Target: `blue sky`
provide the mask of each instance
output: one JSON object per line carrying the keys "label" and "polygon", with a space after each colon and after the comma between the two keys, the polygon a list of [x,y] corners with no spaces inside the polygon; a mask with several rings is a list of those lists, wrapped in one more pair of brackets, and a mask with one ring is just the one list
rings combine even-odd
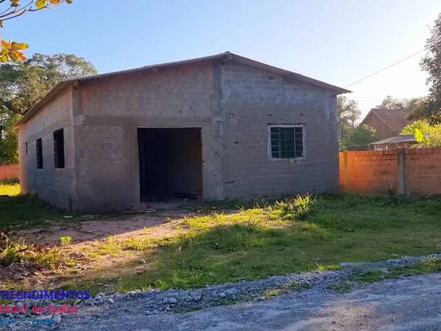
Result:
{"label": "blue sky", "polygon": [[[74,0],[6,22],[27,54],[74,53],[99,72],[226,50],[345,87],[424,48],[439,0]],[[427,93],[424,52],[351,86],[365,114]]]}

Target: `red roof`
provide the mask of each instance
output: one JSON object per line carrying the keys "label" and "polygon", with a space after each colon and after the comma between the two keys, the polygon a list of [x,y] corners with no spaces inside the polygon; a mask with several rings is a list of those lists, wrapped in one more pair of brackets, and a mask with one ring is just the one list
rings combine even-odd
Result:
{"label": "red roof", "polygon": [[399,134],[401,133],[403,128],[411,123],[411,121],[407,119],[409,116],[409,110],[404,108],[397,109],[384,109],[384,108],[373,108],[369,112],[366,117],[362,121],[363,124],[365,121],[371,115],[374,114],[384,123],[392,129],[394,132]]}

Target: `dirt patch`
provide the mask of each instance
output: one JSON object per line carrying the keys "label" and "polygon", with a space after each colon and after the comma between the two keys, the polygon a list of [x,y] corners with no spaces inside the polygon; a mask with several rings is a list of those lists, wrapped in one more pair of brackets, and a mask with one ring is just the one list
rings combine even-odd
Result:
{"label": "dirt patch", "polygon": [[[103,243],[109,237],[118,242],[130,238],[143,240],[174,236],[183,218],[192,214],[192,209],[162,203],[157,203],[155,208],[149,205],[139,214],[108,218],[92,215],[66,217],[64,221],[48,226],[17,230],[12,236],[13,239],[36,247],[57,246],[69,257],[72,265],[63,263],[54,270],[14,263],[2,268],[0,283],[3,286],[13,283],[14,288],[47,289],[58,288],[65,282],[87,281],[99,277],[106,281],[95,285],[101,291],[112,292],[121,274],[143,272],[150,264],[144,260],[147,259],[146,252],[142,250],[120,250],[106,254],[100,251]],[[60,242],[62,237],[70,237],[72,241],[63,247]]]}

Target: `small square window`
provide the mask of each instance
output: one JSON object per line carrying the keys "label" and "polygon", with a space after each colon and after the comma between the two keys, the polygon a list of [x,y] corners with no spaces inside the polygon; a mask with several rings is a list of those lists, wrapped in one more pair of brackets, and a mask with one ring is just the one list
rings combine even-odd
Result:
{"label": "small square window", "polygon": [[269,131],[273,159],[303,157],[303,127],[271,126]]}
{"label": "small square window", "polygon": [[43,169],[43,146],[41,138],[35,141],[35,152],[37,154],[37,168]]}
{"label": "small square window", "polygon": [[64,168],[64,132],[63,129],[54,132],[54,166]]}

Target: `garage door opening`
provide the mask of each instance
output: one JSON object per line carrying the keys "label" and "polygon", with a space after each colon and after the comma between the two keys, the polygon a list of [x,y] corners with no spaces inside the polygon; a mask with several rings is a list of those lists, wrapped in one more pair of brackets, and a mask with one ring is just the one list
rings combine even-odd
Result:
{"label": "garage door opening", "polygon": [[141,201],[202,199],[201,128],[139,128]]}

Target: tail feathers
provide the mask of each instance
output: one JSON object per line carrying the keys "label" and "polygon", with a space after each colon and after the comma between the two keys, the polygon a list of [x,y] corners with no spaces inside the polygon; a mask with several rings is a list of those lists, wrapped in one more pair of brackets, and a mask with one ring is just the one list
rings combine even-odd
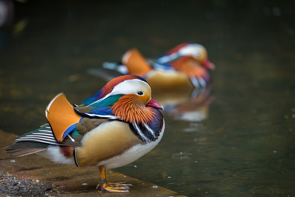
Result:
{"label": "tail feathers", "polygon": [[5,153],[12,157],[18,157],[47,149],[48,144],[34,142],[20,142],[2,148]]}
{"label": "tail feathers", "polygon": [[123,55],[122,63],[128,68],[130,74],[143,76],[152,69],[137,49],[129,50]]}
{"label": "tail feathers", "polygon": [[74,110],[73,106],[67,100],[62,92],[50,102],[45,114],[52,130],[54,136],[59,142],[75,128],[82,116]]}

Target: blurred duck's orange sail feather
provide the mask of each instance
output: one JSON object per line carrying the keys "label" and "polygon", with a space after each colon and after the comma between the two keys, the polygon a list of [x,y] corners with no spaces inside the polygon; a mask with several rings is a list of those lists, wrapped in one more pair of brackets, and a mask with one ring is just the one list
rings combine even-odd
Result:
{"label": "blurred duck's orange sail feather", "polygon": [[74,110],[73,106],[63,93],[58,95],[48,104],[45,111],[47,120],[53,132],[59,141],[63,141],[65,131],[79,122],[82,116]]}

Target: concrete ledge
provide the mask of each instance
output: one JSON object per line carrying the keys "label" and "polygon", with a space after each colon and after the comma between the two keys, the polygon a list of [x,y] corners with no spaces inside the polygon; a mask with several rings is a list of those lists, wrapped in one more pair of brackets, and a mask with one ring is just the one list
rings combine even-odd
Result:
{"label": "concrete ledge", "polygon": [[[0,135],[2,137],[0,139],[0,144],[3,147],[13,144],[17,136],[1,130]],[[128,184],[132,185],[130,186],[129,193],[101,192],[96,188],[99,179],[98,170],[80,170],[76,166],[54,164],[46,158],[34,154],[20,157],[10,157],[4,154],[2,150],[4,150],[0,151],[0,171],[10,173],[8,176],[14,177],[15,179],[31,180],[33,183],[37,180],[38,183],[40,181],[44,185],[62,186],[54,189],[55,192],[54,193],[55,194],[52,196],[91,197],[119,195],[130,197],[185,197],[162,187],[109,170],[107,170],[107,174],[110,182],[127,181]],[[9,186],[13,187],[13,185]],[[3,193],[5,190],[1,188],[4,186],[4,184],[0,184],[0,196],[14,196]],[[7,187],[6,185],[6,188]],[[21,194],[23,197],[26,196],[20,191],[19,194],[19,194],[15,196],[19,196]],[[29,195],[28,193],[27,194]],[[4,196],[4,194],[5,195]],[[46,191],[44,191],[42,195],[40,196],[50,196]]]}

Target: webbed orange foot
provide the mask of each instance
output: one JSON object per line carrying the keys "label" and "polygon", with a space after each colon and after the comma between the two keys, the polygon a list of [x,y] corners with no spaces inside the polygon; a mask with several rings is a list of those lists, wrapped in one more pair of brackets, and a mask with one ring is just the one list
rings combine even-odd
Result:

## Challenge
Set out every line of the records above as a numbered list, skipping blank lines and leaving the pictures out.

## Answer for this exercise
1. Target: `blue sky`
2. provide the mask of each instance
3. output: one JSON object per line carrying the keys "label" and "polygon", with a space after each colon and after the comma between the two keys, the polygon a list of [x,y] corners with no spaces inside the polygon; a mask with several rings is a list of those lists, wrapped in one more pair of brackets, and a mask with one ring is just the one list
4. rings combine even-odd
5. Result:
6. {"label": "blue sky", "polygon": [[[74,0],[6,22],[27,54],[74,53],[99,72],[226,50],[345,87],[424,48],[439,0]],[[427,93],[424,52],[351,86],[365,114]]]}
7. Target: `red roof`
8. provide the mask of each instance
9. output: one JSON object per line carrying the keys "label" and "polygon", with a space after each colon and after the comma between the two keys, the polygon a list of [x,y] corners with no spaces inside the polygon; a mask with several rings is a list of those lists, wrapped in one more pair of brackets, and a mask with one ring is just the one list
10. rings combine even-odd
11. Result:
12. {"label": "red roof", "polygon": [[399,134],[401,133],[403,128],[411,123],[411,121],[407,119],[409,116],[409,110],[404,108],[397,109],[384,109],[384,108],[373,108],[369,112],[366,117],[362,121],[363,124],[365,121],[371,115],[374,114],[384,123],[392,129],[394,132]]}
13. Target: `dirt patch`
14. provide the mask of each instance
15. output: one JSON object per line carrying the keys "label" and "polygon", with a space after each colon and after the comma between the two keys, the polygon a list of [x,y] corners with no spaces inside the polygon; a mask with several rings is a list of those lists, wrapped in one more pair of brackets, and a mask with one ring is just the one list
16. rings combine even-odd
17. Result:
18. {"label": "dirt patch", "polygon": [[[103,243],[109,237],[118,242],[130,238],[143,240],[174,236],[183,218],[192,214],[192,209],[162,203],[157,203],[155,208],[149,205],[139,214],[108,218],[92,215],[66,217],[64,221],[48,226],[17,230],[12,236],[13,239],[36,247],[57,246],[69,257],[72,265],[63,263],[54,270],[14,263],[2,268],[0,283],[3,286],[13,283],[14,288],[47,289],[58,288],[65,282],[87,281],[99,277],[106,281],[95,285],[101,291],[112,292],[121,274],[143,272],[150,264],[144,260],[147,259],[146,252],[142,250],[120,250],[106,254],[100,251]],[[60,242],[62,237],[70,237],[72,241],[63,247]]]}
19. Target: `small square window`
20. provide the mask of each instance
21. output: one JSON object per line carrying the keys "label" and "polygon", with a space after each colon and after the comma between the two keys, the polygon a list of [x,y] corners with no spaces inside the polygon; a mask with several rings is a list of those lists, wrapped in one more pair of brackets, and a mask with one ring is just the one list
22. rings combine even-odd
23. Result:
24. {"label": "small square window", "polygon": [[269,131],[273,159],[303,157],[303,127],[271,126]]}
25. {"label": "small square window", "polygon": [[43,169],[43,146],[41,138],[35,141],[35,152],[37,154],[37,168]]}
26. {"label": "small square window", "polygon": [[64,168],[64,132],[63,129],[54,132],[54,166]]}
27. Target: `garage door opening`
28. provide the mask of each instance
29. output: one JSON object per line carrying the keys "label" and "polygon", with a space after each colon and after the comma between the two keys, the polygon a list of [x,y] corners with no spaces inside the polygon; a mask with several rings is a list of those lists, wrapped in one more pair of brackets, and a mask with one ring is just the one list
30. rings combine even-odd
31. Result:
32. {"label": "garage door opening", "polygon": [[141,201],[202,199],[201,128],[139,128]]}
33. Target: tail feathers
34. provide the mask of each instance
35. output: one JSON object per line carrying the keys "label" and "polygon", with a space after each colon and after the comma between the two keys, the polygon a list of [x,y] corners with no spaces inside the polygon; a mask with several rings is a list of those lists, wrapped in one more pair of brackets, and a mask with one ring is just the one list
36. rings combine even-odd
37. Result:
38. {"label": "tail feathers", "polygon": [[5,153],[12,157],[18,157],[47,149],[48,144],[34,142],[20,142],[2,148]]}
39. {"label": "tail feathers", "polygon": [[123,55],[122,63],[128,68],[130,74],[143,76],[152,69],[137,49],[129,50]]}
40. {"label": "tail feathers", "polygon": [[74,110],[73,106],[67,100],[62,92],[50,102],[45,114],[52,130],[54,136],[59,142],[75,128],[82,116]]}
41. Target: blurred duck's orange sail feather
42. provide the mask of each instance
43. output: one JSON object per line carrying the keys "label" and "polygon", with a space after each colon and after the comma between the two keys, the polygon a list of [x,y] corners with no spaces inside the polygon; a mask with several rings is a list of those lists, wrapped in one more pair of brackets, and a mask with one ring is just the one list
44. rings combine even-odd
45. Result:
46. {"label": "blurred duck's orange sail feather", "polygon": [[74,110],[73,106],[63,93],[58,95],[48,104],[45,111],[47,120],[53,132],[59,141],[63,141],[65,131],[79,122],[82,116]]}
47. Target: concrete ledge
48. provide the mask of each instance
49. output: one JSON object per line carrying the keys "label" and "polygon", with a space after each colon and after the comma between the two keys, the polygon a list of [x,y] corners with no spaces inside the polygon; a mask with several rings is a list of those lists, wrapped in one more pair of brackets, and a mask with one ring is just the one list
50. rings combine even-odd
51. Result:
52. {"label": "concrete ledge", "polygon": [[[0,135],[2,137],[0,139],[0,144],[3,147],[13,144],[17,136],[1,130]],[[128,184],[132,185],[130,186],[129,193],[101,192],[96,188],[99,179],[98,170],[80,170],[76,166],[54,164],[46,158],[34,154],[20,157],[10,157],[4,154],[2,150],[4,150],[0,151],[0,171],[10,173],[8,176],[14,177],[15,179],[31,180],[33,183],[37,180],[38,183],[40,181],[44,185],[62,186],[54,189],[55,192],[54,193],[55,194],[52,196],[91,197],[119,195],[130,197],[185,197],[162,187],[109,170],[107,170],[107,174],[110,182],[127,181]],[[9,186],[13,187],[13,185]],[[3,193],[5,190],[1,188],[4,186],[4,184],[0,184],[0,196],[14,196]],[[7,187],[6,185],[6,188]],[[21,194],[23,197],[26,196],[20,191],[19,194],[19,194],[15,196],[19,196]],[[29,195],[28,193],[27,194]],[[4,196],[4,194],[5,195]],[[46,191],[44,191],[42,195],[40,196],[50,196]]]}
53. Target: webbed orange foot
54. provide the mask of each instance
55. output: one JSON object per line carrying the keys "label" and "polygon", with a space after each colon and after the comma between the two keys, the polygon a list of [x,y] corners with no spaces inside the polygon; a mask with several rings is a list of those lists, wrapped in one more pair of brackets, and a mask with one ring is just the one list
56. rings combine even-odd
57. Result:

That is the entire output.